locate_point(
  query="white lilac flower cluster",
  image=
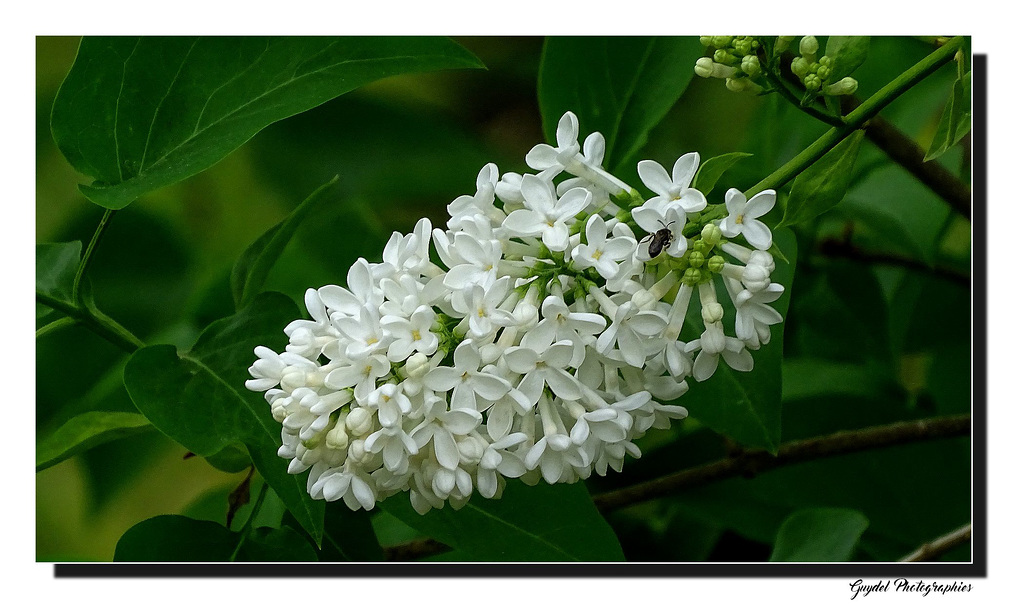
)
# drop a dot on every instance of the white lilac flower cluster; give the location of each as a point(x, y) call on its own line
point(544, 344)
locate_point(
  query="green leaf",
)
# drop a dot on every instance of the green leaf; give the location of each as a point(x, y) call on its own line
point(619, 86)
point(199, 399)
point(823, 184)
point(176, 538)
point(55, 267)
point(847, 52)
point(527, 524)
point(955, 121)
point(819, 535)
point(141, 113)
point(747, 405)
point(254, 265)
point(711, 170)
point(348, 536)
point(82, 432)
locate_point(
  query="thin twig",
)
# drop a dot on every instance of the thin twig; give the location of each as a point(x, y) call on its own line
point(907, 154)
point(750, 464)
point(841, 249)
point(900, 148)
point(942, 544)
point(87, 257)
point(747, 464)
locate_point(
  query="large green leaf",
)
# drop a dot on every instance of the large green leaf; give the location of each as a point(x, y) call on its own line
point(711, 170)
point(254, 265)
point(819, 535)
point(140, 113)
point(527, 524)
point(619, 86)
point(199, 398)
point(747, 406)
point(176, 538)
point(85, 431)
point(348, 536)
point(55, 267)
point(823, 184)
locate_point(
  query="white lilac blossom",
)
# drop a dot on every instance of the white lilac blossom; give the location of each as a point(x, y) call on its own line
point(550, 337)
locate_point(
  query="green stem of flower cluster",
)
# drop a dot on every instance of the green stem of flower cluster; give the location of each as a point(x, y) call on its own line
point(76, 292)
point(247, 528)
point(95, 320)
point(856, 119)
point(78, 310)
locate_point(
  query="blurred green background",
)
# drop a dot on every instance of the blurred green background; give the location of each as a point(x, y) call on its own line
point(864, 343)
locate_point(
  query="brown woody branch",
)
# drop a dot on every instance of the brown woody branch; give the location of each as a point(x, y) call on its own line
point(748, 464)
point(935, 548)
point(903, 150)
point(843, 249)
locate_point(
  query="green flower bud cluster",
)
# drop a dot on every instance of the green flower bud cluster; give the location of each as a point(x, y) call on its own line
point(815, 72)
point(734, 59)
point(699, 260)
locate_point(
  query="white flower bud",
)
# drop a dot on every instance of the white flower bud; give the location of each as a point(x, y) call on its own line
point(357, 451)
point(644, 300)
point(292, 378)
point(712, 312)
point(417, 365)
point(470, 449)
point(359, 422)
point(337, 437)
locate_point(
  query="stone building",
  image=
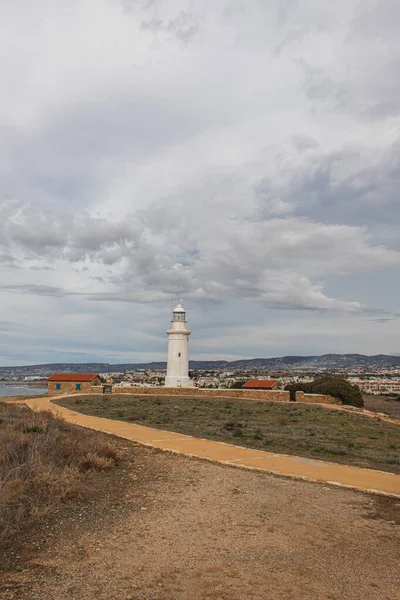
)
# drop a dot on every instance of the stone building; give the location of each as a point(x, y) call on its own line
point(261, 384)
point(72, 383)
point(178, 350)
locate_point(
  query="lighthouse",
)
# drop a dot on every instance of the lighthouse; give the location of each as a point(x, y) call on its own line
point(178, 350)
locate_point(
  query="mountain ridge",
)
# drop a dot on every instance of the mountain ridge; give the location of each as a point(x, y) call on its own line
point(334, 361)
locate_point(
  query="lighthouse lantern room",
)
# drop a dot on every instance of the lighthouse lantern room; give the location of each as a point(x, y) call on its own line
point(178, 350)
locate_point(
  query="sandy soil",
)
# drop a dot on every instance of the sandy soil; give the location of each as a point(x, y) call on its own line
point(165, 527)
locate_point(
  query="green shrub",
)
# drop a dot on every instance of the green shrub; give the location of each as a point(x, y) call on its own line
point(330, 386)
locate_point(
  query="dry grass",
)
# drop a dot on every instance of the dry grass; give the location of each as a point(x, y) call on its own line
point(43, 461)
point(304, 430)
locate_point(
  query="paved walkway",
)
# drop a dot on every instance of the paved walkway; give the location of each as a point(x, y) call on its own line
point(280, 464)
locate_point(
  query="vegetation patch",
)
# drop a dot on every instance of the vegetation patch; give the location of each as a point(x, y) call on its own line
point(44, 462)
point(330, 386)
point(310, 431)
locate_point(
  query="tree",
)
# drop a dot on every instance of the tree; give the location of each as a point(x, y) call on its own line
point(331, 386)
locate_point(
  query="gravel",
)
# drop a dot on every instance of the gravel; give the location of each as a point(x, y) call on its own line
point(175, 528)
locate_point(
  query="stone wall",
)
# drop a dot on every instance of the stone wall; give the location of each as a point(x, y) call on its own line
point(69, 387)
point(263, 395)
point(316, 398)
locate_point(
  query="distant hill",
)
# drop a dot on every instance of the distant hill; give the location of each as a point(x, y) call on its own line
point(329, 361)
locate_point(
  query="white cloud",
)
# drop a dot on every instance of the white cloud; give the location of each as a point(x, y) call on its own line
point(221, 150)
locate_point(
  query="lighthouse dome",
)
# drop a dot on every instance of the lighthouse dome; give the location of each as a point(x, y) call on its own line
point(179, 308)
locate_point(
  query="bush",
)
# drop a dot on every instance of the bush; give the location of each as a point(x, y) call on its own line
point(331, 386)
point(43, 461)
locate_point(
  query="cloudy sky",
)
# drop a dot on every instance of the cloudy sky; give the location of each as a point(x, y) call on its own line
point(241, 154)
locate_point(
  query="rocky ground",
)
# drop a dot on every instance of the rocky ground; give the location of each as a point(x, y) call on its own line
point(166, 527)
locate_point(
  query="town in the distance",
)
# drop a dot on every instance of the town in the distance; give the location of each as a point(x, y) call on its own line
point(374, 375)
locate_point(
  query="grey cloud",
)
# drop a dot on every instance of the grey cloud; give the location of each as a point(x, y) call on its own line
point(244, 151)
point(40, 290)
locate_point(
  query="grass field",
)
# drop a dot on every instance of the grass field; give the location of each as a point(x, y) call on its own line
point(310, 431)
point(44, 462)
point(384, 404)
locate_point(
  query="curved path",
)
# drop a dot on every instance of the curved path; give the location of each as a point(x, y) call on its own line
point(367, 480)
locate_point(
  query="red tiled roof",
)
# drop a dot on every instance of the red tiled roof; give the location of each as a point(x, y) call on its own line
point(261, 384)
point(72, 377)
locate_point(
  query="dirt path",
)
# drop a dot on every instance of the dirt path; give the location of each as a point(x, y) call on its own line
point(292, 466)
point(175, 528)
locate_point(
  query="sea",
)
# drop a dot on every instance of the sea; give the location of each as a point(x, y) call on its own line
point(15, 389)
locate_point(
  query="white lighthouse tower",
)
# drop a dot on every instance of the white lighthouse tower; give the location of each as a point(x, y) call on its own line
point(178, 351)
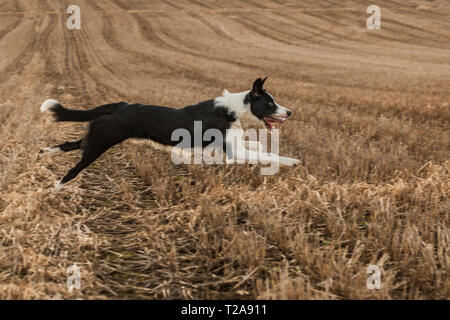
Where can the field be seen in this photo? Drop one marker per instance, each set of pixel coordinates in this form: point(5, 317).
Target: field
point(370, 127)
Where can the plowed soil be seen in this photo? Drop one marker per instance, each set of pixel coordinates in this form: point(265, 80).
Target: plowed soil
point(370, 126)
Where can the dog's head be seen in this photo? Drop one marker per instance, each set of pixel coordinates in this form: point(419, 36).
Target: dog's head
point(264, 107)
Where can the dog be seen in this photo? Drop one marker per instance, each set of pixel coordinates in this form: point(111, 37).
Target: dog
point(114, 123)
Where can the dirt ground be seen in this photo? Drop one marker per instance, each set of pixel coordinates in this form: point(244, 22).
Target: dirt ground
point(370, 127)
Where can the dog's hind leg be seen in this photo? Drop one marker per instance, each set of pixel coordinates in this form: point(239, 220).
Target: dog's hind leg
point(104, 133)
point(64, 147)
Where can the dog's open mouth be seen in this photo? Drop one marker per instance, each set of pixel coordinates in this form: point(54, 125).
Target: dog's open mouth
point(271, 121)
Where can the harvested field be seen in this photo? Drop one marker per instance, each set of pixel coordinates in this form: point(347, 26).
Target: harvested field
point(370, 126)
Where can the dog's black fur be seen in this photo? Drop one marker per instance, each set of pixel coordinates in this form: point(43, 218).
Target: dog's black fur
point(113, 123)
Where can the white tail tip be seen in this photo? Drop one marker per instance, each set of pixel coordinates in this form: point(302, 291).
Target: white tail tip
point(48, 104)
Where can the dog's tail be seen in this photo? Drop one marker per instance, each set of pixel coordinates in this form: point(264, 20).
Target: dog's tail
point(62, 114)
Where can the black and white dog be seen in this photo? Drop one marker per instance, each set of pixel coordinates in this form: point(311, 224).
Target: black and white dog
point(111, 124)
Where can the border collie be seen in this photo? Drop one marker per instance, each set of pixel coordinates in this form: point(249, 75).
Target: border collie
point(113, 123)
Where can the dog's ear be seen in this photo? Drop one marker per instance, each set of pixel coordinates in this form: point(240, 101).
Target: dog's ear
point(257, 86)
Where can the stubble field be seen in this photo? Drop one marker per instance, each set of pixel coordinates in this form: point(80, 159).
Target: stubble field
point(370, 127)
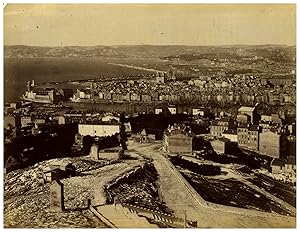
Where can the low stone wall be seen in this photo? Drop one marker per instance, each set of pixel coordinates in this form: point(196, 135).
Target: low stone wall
point(101, 217)
point(224, 208)
point(158, 216)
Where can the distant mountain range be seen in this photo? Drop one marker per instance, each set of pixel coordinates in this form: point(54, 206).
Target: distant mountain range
point(288, 53)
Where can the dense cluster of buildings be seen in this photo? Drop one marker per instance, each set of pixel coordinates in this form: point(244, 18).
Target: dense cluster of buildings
point(265, 134)
point(239, 89)
point(46, 95)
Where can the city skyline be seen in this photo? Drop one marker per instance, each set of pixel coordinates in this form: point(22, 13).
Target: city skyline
point(149, 24)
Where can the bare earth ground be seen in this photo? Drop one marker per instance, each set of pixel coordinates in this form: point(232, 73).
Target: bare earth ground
point(179, 198)
point(29, 208)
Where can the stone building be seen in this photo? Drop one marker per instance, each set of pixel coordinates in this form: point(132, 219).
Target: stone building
point(221, 146)
point(272, 144)
point(248, 136)
point(176, 140)
point(249, 111)
point(218, 127)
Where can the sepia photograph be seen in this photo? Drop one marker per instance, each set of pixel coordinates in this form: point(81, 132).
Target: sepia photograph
point(148, 115)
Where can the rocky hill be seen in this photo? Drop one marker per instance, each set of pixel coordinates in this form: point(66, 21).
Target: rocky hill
point(280, 52)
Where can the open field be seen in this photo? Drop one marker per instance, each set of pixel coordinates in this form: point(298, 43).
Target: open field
point(232, 193)
point(276, 188)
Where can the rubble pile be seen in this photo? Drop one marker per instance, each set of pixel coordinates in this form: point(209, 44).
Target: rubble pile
point(20, 181)
point(141, 189)
point(27, 197)
point(33, 211)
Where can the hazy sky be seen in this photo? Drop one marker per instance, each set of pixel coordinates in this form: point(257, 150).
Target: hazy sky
point(203, 24)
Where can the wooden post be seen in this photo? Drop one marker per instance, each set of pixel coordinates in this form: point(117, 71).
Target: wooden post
point(184, 219)
point(57, 196)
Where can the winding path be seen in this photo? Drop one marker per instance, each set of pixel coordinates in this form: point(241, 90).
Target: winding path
point(179, 197)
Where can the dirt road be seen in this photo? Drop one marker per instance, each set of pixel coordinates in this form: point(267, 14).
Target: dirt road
point(179, 198)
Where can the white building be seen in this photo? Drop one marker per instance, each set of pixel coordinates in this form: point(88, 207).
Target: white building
point(158, 110)
point(172, 110)
point(98, 130)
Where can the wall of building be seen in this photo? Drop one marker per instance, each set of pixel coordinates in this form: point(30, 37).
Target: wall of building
point(231, 137)
point(269, 144)
point(98, 130)
point(178, 143)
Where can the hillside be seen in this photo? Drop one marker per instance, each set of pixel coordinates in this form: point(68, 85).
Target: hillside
point(154, 51)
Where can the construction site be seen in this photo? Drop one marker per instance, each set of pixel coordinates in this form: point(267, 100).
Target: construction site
point(146, 188)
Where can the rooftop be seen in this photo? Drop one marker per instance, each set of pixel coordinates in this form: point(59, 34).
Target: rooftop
point(246, 108)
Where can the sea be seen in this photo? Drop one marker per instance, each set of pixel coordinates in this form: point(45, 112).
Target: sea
point(17, 71)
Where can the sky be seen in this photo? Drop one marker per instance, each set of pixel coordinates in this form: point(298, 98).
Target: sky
point(133, 24)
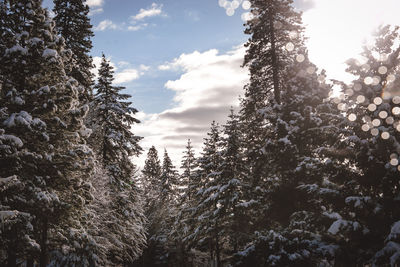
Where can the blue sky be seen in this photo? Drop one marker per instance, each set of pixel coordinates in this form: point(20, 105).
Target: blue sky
point(180, 59)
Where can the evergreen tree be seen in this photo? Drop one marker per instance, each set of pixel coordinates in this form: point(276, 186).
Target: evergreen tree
point(115, 144)
point(115, 140)
point(367, 229)
point(157, 211)
point(275, 41)
point(41, 108)
point(233, 185)
point(151, 172)
point(188, 177)
point(205, 232)
point(73, 24)
point(169, 179)
point(297, 124)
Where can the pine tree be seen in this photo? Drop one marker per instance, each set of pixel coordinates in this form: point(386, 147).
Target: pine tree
point(205, 232)
point(151, 172)
point(188, 177)
point(116, 144)
point(274, 43)
point(157, 210)
point(297, 124)
point(112, 126)
point(169, 179)
point(233, 185)
point(73, 24)
point(43, 111)
point(368, 212)
point(188, 188)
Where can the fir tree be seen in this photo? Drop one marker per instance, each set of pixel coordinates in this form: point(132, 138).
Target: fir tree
point(368, 214)
point(73, 24)
point(157, 211)
point(205, 233)
point(169, 179)
point(115, 140)
point(188, 177)
point(43, 111)
point(116, 144)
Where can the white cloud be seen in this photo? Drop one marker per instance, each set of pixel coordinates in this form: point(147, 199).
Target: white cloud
point(96, 11)
point(144, 67)
point(105, 25)
point(343, 35)
point(209, 86)
point(152, 11)
point(137, 27)
point(94, 3)
point(123, 63)
point(126, 75)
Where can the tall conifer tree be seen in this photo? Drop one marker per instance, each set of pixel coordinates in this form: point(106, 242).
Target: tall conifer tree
point(44, 113)
point(73, 24)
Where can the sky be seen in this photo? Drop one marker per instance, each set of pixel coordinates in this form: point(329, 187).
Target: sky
point(181, 59)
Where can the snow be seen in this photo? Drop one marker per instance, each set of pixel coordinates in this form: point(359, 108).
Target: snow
point(247, 203)
point(285, 140)
point(332, 215)
point(22, 118)
point(6, 214)
point(49, 53)
point(4, 181)
point(394, 232)
point(45, 89)
point(17, 48)
point(358, 201)
point(12, 139)
point(336, 226)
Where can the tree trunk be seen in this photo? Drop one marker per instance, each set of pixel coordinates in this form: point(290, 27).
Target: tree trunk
point(274, 61)
point(43, 244)
point(12, 258)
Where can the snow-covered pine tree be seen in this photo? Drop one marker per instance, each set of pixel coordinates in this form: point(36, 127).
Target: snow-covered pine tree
point(73, 24)
point(367, 229)
point(112, 127)
point(188, 177)
point(116, 144)
point(271, 47)
point(205, 232)
point(157, 211)
point(233, 185)
point(44, 113)
point(169, 180)
point(298, 124)
point(188, 188)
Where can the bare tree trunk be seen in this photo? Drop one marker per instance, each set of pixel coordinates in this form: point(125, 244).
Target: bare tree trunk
point(12, 258)
point(29, 263)
point(43, 244)
point(275, 68)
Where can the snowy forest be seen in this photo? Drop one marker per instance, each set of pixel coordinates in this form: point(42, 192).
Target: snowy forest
point(305, 173)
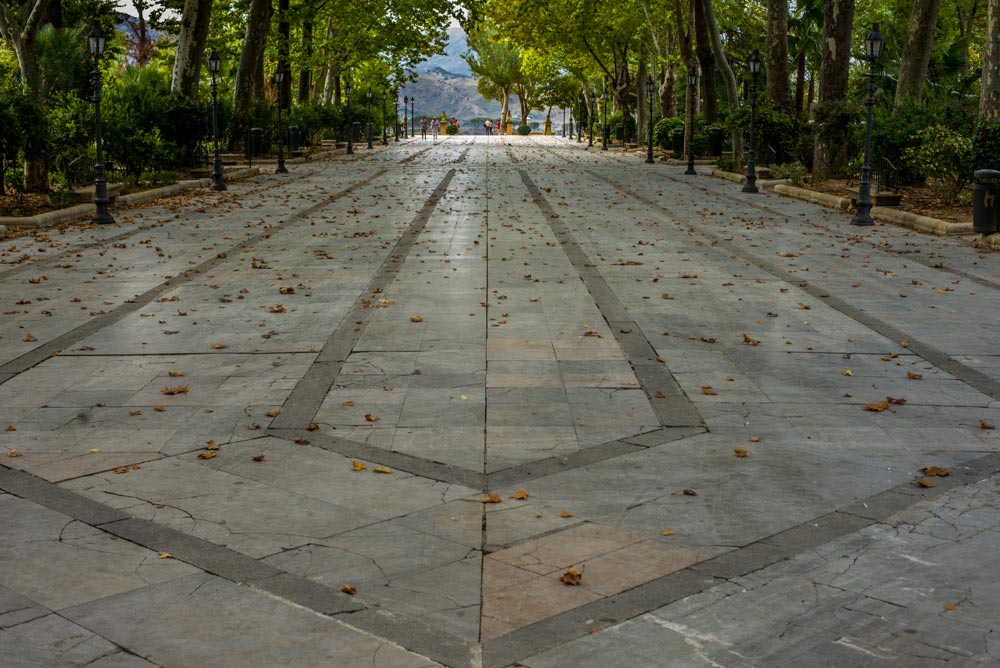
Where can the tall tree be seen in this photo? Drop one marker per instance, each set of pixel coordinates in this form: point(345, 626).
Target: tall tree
point(195, 20)
point(249, 75)
point(831, 152)
point(776, 55)
point(19, 25)
point(917, 52)
point(989, 99)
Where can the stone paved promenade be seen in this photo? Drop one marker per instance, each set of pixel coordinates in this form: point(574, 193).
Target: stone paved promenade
point(371, 413)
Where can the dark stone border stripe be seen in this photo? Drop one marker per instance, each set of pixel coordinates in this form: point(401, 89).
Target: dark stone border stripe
point(531, 640)
point(669, 401)
point(936, 356)
point(305, 399)
point(223, 562)
point(46, 350)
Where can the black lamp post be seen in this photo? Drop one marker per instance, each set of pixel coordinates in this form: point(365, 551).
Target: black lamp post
point(604, 118)
point(590, 114)
point(385, 126)
point(874, 43)
point(96, 43)
point(649, 120)
point(692, 93)
point(350, 123)
point(368, 125)
point(214, 67)
point(753, 64)
point(279, 80)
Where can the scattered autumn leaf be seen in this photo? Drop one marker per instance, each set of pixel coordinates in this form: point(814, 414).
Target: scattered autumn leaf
point(571, 577)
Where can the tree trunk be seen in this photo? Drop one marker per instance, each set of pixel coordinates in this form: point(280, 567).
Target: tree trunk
point(776, 55)
point(732, 90)
point(251, 57)
point(305, 74)
point(191, 46)
point(800, 82)
point(706, 59)
point(831, 141)
point(917, 52)
point(989, 98)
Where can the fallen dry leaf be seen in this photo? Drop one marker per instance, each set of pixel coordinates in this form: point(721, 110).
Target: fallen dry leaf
point(877, 406)
point(571, 577)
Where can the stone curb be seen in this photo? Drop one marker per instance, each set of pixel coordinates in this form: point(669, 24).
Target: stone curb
point(763, 184)
point(823, 199)
point(51, 218)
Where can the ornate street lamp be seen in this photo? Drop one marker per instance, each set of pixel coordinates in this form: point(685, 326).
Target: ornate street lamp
point(368, 126)
point(279, 80)
point(649, 120)
point(604, 117)
point(385, 126)
point(874, 43)
point(96, 43)
point(395, 113)
point(590, 115)
point(692, 93)
point(350, 124)
point(753, 64)
point(214, 67)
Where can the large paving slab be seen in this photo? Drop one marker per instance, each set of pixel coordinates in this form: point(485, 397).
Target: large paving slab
point(372, 414)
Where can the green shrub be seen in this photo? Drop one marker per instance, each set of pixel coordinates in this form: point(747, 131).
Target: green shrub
point(945, 155)
point(664, 129)
point(793, 171)
point(986, 151)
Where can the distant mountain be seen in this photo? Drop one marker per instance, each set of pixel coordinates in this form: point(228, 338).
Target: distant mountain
point(440, 91)
point(452, 60)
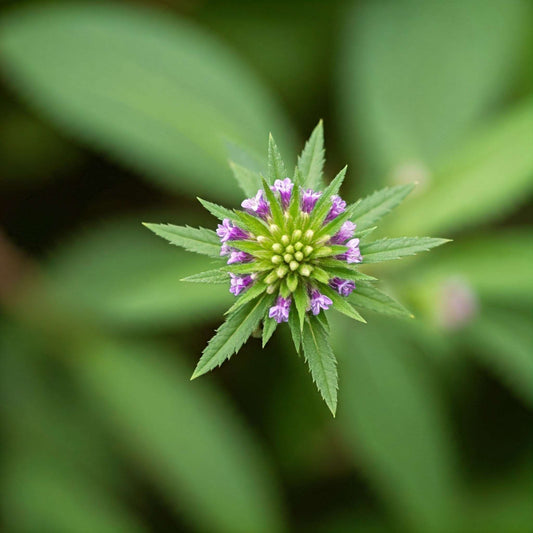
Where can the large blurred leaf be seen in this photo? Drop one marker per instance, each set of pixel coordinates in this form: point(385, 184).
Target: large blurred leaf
point(182, 434)
point(488, 176)
point(125, 276)
point(416, 75)
point(392, 418)
point(497, 266)
point(154, 91)
point(42, 493)
point(504, 342)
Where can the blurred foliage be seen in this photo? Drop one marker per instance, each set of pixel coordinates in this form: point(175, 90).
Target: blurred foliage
point(102, 429)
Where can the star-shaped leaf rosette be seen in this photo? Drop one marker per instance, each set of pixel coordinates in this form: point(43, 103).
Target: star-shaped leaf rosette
point(293, 253)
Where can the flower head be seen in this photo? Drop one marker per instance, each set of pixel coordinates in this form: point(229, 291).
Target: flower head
point(346, 232)
point(344, 287)
point(284, 189)
point(280, 311)
point(291, 255)
point(257, 205)
point(309, 199)
point(228, 232)
point(338, 206)
point(239, 284)
point(318, 301)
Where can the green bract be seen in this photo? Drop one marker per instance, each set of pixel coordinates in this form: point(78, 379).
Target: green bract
point(292, 253)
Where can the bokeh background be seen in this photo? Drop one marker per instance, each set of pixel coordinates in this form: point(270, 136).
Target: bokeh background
point(114, 113)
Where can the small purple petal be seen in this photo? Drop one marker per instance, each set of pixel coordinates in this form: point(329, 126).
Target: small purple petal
point(353, 254)
point(318, 301)
point(239, 284)
point(309, 199)
point(225, 249)
point(346, 232)
point(280, 311)
point(284, 188)
point(237, 256)
point(228, 232)
point(344, 287)
point(338, 206)
point(257, 205)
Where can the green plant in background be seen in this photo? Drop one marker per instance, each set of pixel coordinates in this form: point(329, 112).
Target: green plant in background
point(436, 412)
point(293, 253)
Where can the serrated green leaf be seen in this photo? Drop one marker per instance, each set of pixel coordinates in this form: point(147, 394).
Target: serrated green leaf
point(301, 301)
point(374, 207)
point(248, 180)
point(389, 249)
point(151, 89)
point(231, 335)
point(269, 326)
point(251, 293)
point(209, 276)
point(323, 204)
point(199, 240)
point(275, 207)
point(321, 361)
point(244, 268)
point(311, 161)
point(251, 223)
point(217, 211)
point(341, 304)
point(276, 166)
point(334, 225)
point(368, 297)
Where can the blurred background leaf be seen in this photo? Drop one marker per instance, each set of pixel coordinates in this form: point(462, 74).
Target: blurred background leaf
point(126, 103)
point(157, 93)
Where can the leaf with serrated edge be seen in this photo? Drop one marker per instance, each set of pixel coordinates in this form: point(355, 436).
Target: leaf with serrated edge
point(311, 161)
point(323, 204)
point(275, 207)
point(368, 297)
point(378, 204)
point(231, 335)
point(276, 166)
point(251, 293)
point(248, 180)
point(209, 276)
point(321, 361)
point(340, 304)
point(199, 240)
point(389, 249)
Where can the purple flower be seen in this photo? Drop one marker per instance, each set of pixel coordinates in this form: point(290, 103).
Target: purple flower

● **GIVEN INSTRUCTION**: Starting with the first line of the records and going on through the line with "point(544, 344)", write those lines out again, swapping "dot" for "marker" and changing nothing else. Leave the pictures out.

● **THE REPLY**:
locate_point(
  query="white lilac flower cluster",
  image=
)
# drop a marker on every instance of the white lilac flower cluster; give the location of each as a point(x, y) call on its own line
point(544, 344)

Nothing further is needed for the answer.